READING PASSAGE ->

We are exposed to weather risk in our regulated utility segment in South Carolina and Tennessee where revenues are collected from volumetric rates without a margin decoupling mechanism. Our rates are designed based on an assumption of normal weather. This risk is mitigated by a WNA mechanism designed to offset the impact of colder-than-normal or warmer-than-normal weather in our residential and commercial markets during the months of November through March in South Carolina and October through April in Tennessee. The WNA formulas do not ensure full recovery of approved margin during periods when customer consumption patterns vary from those used to establish the WNA factors. In North Carolina, we manage our weather risk through a year round margin decoupling mechanism that allows us to recover our approved margin from residential and commercial customers independent of volumes sold. We are exposed to weather risks in our industrial markets to the extent our regulated margin is collected through volumetric rates in all of our jurisdictions.

Marketable Securities Price Risk of Benefit Plan Assets

We maintain investments to facilitate funding the costs of providing noncontributory defined benefit retirement and OPEB plans. These investments are exposed to price fluctuations in equity markets and changes in interest rates. The equity securities held in these pension plans are diversified to achieve broad market participation and reduce the impact of any single investment, sector or geographic region. We have established asset allocation targets for our pension plan holdings, which take into consideration the investment objectives and the risk profile with respect to the trust in which the assets are held.

EXCERPTED DATA ->
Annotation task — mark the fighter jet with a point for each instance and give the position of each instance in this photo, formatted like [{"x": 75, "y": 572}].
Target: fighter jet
...
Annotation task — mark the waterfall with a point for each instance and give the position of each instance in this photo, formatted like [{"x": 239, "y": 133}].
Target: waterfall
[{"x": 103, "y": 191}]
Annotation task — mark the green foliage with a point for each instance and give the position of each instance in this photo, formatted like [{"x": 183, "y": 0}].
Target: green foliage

DIRECTIVE ->
Extend the passage on the utility's weather and investment risks, starting after its final sentence. The records are separate material and have no connection to the passage on the utility's weather and investment risks.

EXERCISE OUTPUT ->
A significant decline in the value of plan asset holdings could require us to increase funding of our pension plans in future periods, which could adversely affect cash flows in those periods. Additionally, a decline in the fair value of plan assets, absent additional cash contributions to the plan, could increase the amount of pension cost required to be recorded in future periods, which could adversely affect our results of operations in those periods.

Item 8. Financial Statements and Supplementary Data

Consolidated financial statements required by this item are listed in Item 15 (a) 1 in Part IV of this Form 10-K.

21






REPORT OF INDEPENDENT REGISTERED PUBLIC ACCOUNTING FIRM    

To the Board of Directors of
Piedmont Natural Gas Company, Inc.
Charlotte, North Carolina

We have audited the accompanying consolidated balance sheets of Piedmont Natural Gas Company, Inc. and subsidiaries (the "Company") (a wholly owned subsidiary of Duke Energy Corporation) as of October 31, 2016 and 2015, and the related consolidated statements of operations and comprehensive income, changes in equity, and cash flows for each of the three years in the period ended October 31, 2016. These financial statements are the responsibility of the Company’s management. Our responsibility is to express an opinion on the financial statements based on our audits.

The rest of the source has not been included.